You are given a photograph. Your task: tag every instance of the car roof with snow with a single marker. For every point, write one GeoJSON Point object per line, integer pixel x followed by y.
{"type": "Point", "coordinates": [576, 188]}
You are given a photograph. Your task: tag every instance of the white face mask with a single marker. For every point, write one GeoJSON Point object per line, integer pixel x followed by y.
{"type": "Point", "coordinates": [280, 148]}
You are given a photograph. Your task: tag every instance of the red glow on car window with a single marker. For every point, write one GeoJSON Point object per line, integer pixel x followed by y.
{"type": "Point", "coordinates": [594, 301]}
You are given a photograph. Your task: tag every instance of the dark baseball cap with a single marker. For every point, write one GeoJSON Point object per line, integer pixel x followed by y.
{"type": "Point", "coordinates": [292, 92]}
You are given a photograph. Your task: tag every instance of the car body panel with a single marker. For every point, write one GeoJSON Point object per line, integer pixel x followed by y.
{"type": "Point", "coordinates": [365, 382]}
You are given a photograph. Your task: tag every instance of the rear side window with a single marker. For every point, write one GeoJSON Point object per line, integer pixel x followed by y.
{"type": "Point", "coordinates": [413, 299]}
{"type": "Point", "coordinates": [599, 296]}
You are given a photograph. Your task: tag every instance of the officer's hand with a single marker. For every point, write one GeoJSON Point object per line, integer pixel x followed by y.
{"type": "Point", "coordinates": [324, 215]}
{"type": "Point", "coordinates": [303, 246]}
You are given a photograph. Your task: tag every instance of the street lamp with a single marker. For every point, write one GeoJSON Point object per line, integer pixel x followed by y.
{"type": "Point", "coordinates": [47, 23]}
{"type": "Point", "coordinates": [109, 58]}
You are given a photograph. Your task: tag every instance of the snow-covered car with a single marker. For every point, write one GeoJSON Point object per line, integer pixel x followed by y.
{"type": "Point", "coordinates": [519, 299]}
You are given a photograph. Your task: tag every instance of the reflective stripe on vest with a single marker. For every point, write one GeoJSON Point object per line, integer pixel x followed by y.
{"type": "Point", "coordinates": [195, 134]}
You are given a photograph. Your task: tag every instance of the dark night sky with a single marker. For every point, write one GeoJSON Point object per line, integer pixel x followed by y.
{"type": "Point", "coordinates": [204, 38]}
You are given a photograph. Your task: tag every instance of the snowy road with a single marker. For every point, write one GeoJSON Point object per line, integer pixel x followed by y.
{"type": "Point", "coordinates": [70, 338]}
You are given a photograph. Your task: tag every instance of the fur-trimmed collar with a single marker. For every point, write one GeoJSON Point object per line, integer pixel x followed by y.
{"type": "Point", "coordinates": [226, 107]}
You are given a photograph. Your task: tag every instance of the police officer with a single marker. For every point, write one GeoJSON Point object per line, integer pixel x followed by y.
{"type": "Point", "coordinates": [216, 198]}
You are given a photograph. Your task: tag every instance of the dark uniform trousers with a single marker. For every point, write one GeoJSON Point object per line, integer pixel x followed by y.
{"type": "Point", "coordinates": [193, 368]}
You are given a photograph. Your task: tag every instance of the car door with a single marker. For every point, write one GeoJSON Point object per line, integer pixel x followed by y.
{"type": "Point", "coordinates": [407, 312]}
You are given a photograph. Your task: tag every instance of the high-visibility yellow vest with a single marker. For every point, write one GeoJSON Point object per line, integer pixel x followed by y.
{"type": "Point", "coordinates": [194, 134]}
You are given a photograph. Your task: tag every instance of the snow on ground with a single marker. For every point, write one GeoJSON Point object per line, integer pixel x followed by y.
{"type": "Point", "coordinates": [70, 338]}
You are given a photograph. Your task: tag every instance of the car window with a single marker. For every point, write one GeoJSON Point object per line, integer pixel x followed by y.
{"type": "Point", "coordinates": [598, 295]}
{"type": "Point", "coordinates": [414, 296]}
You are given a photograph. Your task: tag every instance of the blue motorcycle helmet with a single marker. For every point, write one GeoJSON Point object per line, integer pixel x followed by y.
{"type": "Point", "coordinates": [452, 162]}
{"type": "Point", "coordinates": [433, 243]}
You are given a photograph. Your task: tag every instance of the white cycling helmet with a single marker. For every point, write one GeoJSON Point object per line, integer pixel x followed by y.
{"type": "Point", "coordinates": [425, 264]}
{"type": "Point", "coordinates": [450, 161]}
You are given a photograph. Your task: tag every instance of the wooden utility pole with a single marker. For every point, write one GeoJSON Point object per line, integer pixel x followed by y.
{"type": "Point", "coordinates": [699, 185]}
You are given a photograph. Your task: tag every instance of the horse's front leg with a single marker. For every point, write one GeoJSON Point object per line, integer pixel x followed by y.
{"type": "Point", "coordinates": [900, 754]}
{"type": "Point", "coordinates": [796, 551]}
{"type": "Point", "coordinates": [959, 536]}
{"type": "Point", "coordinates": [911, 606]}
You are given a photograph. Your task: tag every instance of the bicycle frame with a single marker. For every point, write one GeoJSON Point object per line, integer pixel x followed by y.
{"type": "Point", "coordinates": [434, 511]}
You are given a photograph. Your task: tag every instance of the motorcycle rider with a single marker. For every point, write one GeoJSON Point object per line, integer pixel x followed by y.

### Prompt
Write out every line exactly as it stands.

### Full solution
You are given a photograph. Your task: tag every instance of the car roof with snow with a single marker. For every point, write one GeoJSON Point object per line, integer pixel x followed by y.
{"type": "Point", "coordinates": [576, 188]}
You are given a photograph. Your task: tag every instance of the white face mask with a single marker. For every point, write one GeoJSON Point object per line, integer pixel x followed by y.
{"type": "Point", "coordinates": [280, 148]}
You are given a photograph. Your task: tag every instance of the red glow on car window with a single marker. For every point, write one GeoJSON Point object per line, integer pixel x followed by y.
{"type": "Point", "coordinates": [594, 301]}
You are given a photograph. Your task: tag every instance of the dark baseball cap with a single marker. For every point, write one GeoJSON Point object per line, integer pixel x followed by y.
{"type": "Point", "coordinates": [292, 92]}
You are given a photograph. Your task: tag every instance of the car body panel with a single marker. For every point, write one GeoJSON Point object per line, integer pixel x followed by y.
{"type": "Point", "coordinates": [365, 382]}
You are given a photograph. Your task: tag every instance of the rear side window with a single marker. For every point, write one GeoJSON Point object per line, integer pixel x followed by y.
{"type": "Point", "coordinates": [413, 299]}
{"type": "Point", "coordinates": [599, 296]}
You are given a photograph. Your task: tag every instance of the officer's hand with a single marker. For every point, write one GeoJSON Point object per line, integer pixel x followed by y.
{"type": "Point", "coordinates": [324, 215]}
{"type": "Point", "coordinates": [303, 246]}
You are given a photograph. Your task: tag every instance of the street lamp with a single marker. For every point, write one GeoJSON Point object per line, integer pixel x followed by y.
{"type": "Point", "coordinates": [47, 23]}
{"type": "Point", "coordinates": [109, 58]}
You are given a photograph. Your task: tag every instance of the snow-covered car with a single marker. For every point, write one GeoJSON Point object per line, integer pixel x followed by y.
{"type": "Point", "coordinates": [519, 299]}
You are given a photograph. Your task: tag every instance of the reflective stripe on vest with a single marker. For every point, write one GeoJSON Point object per line, integer pixel x followed by y.
{"type": "Point", "coordinates": [195, 134]}
You are given a photograph. Your task: tag every instance of the dark night sky with a single marker. For every point, write one GeoJSON Point object per line, integer pixel x followed by y.
{"type": "Point", "coordinates": [204, 38]}
You are given a photograph. Your task: tag every instance of the snowy road with a single marker. For every point, write one GeoJSON Point object per line, integer pixel x followed by y.
{"type": "Point", "coordinates": [70, 338]}
You are given a photograph. Your task: tag every instance of the fur-trimmed collar with a single marker. For every point, write one GeoJSON Point object per line, integer pixel x followed by y.
{"type": "Point", "coordinates": [226, 107]}
You are given a photograph. Your task: tag every instance of the police officer with a single marker. For every point, write one GeoJSON Point object per line, integer pixel x followed by y.
{"type": "Point", "coordinates": [216, 198]}
You are given a photograph. Your task: tag every instance of the dark uniform trousers with a single marker. For every point, write one GeoJSON Point object per line, integer pixel x followed by y.
{"type": "Point", "coordinates": [193, 368]}
You are given a photograph. Your task: tag every instance of the car door with a single marker. For every point, write one GeoJSON Point object per line, integer pixel x followed by y.
{"type": "Point", "coordinates": [407, 312]}
You are given a photograph. Your task: tag every instance of the high-visibility yellow vest with a single marker. For every point, write one GeoJSON Point object per line, integer pixel x followed by y.
{"type": "Point", "coordinates": [194, 134]}
You are given a photograph. Your task: tag every instance of the snow on ground with a single marker. For every point, write one GeoJSON Point object per line, integer pixel x followed by y.
{"type": "Point", "coordinates": [70, 338]}
You are given a photograph. Your task: tag every instance of the car window with a single marker. For every point, write one GeoJSON Point object per line, integer pixel x followed by y.
{"type": "Point", "coordinates": [598, 295]}
{"type": "Point", "coordinates": [414, 296]}
You are given a photograph. Your task: tag every instance of the blue motorcycle helmet with a single marker. For every point, write one GeoJSON Point object per line, integer pixel x followed by y.
{"type": "Point", "coordinates": [452, 162]}
{"type": "Point", "coordinates": [433, 243]}
You are given a photograph. Your task: tag every instance of the white cycling helmet with a single marker. For every point, write one GeoJSON Point object per line, integer pixel x followed by y.
{"type": "Point", "coordinates": [425, 264]}
{"type": "Point", "coordinates": [450, 161]}
You are given a photograph. Your task: tag every instance of the wooden utility pole with a single marker. For every point, write one GeoJSON Point object per line, integer pixel x followed by y.
{"type": "Point", "coordinates": [699, 185]}
You are given a photograph. Your task: tag every instance of the horse's front leg with a single marker. For every point, write one GeoJSON Point object per line, integer pixel x followed by y.
{"type": "Point", "coordinates": [900, 754]}
{"type": "Point", "coordinates": [796, 551]}
{"type": "Point", "coordinates": [959, 536]}
{"type": "Point", "coordinates": [911, 606]}
You are given a photograph. Your task: tag every instance of the bicycle frame with a single marker. For every point, write one GeoJSON Point object per line, integer pixel x followed by y.
{"type": "Point", "coordinates": [434, 511]}
You are given a photograph. Your task: tag every instance of the motorcycle rider with a single marker. For every point, write one GeoJSON Point object per line, integer pixel x followed by y.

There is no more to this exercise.